CREDIT: Pro-Life Action League
Pro-Life Action League, a Chicago-based group that works to end abortion, is bringing a holiday message to the women who have scheduled appointments at Planned Parenthood clinics this weekend. The group is holding its 11th annual “Empty Manger Christmas Caroling Day” on Saturday, during which they’ll visit multiple women’s health clinics in the Windy City to try to dissuade patients from having an abortion.
In a press release about the upcoming event, the group poses a question to the Chicago-area women visiting abortion clinics: “Would Planned Parenthood Have Aborted Jesus?” The activists will sing Christmas carols around an empty manger at five different health clinics, including four that are not actually Planned Parenthood locations.
“What would Christmas be without the Baby Jesus? What will Christmas be like this year in all those homes with missing babies?” Pro-Life Action League’s press release explains. “It is with the hope that songs such as ‘What Child is This?’ and ‘Away in a Manger’ will touch the mothers arriving at these clinics intending to abort their babies.”
Empty Manger events are becoming an increasingly common anti-choice tactic around the Christmas holiday. Abortion opponents in Michigan, Missouri, Indiana, Wisconsin, Texas, and Pennsylvania have held them over the past several years. When the Pro-Life Action Fund conducts its caroling tour, the biggest crowds typically show up for the stop at the Planned Parenthood clinic. As the Huffington Post points out, Planned Parenthood of Illinois provides a wide range of reproductive health services — including pap tests, contraceptives, and breast cancer screenings — to more than 65,000 patients each year.

[Saved entries]

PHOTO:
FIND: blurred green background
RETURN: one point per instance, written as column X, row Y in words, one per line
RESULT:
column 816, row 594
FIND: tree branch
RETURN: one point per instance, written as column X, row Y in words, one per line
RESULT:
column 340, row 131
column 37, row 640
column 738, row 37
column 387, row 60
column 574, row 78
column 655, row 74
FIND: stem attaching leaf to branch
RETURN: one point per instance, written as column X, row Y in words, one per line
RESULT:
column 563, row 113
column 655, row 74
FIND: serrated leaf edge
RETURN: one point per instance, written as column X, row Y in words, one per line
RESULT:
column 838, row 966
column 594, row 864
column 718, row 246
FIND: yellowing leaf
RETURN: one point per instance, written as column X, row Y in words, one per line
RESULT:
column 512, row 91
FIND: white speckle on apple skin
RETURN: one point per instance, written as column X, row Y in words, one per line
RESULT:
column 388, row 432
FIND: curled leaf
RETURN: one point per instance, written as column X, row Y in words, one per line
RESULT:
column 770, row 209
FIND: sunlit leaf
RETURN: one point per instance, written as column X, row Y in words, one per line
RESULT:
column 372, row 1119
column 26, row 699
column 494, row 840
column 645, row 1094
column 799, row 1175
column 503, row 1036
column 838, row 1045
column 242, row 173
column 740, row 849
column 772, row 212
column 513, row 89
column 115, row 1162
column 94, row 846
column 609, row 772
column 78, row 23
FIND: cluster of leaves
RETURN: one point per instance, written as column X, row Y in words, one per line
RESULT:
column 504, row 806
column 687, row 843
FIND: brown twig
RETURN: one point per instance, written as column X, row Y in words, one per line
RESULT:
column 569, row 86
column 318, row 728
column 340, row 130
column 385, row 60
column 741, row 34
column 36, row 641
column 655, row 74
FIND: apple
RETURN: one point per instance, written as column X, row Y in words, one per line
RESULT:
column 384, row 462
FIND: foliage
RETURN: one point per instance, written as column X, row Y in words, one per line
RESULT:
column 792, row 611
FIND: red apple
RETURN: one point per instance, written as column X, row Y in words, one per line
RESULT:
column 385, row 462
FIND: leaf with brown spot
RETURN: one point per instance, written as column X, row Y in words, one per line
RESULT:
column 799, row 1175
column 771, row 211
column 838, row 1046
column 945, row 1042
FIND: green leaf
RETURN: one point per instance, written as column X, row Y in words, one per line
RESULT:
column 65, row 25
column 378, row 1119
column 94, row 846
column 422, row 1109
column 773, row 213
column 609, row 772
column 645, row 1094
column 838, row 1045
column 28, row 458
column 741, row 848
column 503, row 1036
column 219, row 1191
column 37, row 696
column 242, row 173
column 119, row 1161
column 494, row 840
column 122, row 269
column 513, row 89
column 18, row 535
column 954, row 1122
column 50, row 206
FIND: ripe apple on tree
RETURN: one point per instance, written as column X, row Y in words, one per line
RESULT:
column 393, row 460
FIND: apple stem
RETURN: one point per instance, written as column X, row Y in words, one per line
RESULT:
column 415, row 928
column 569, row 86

### Task description
Go on with the article about the Empty Manger caroling event, starting after its final sentence. The rows are not needed here.

### Task response
Even outside of the holiday season, anti-choice harassment outside of abortion clinics is a big issue for patients who are often publicly shamed for their decision to seek out reproductive care. Low-income women typically face the highest levels of harassment because they’re more likely to schedule an abortion appointment on a Saturday, the peak time for protests. Some women end up skipping their appointments because they’re afraid of encountering persistent protesters.
Some cities are beginning to enact buffer zones around women’s health clinics to protect patients from this type of harassment, although that’s a policy that may not be allowed to continue. The issue is slated to go up before the Supreme Court next year. If the justices rule that buffer zones are an infringement on anti-choice protesters’ First Amendment rights, women should expect more empty mangers.
“We believe sidewalk counseling is the most important pro-life work God has given us to do,” Pro-Life Action League’s explains on its website. “Praying outside abortion clinics is the first step in becoming directly involved fighting abortion.”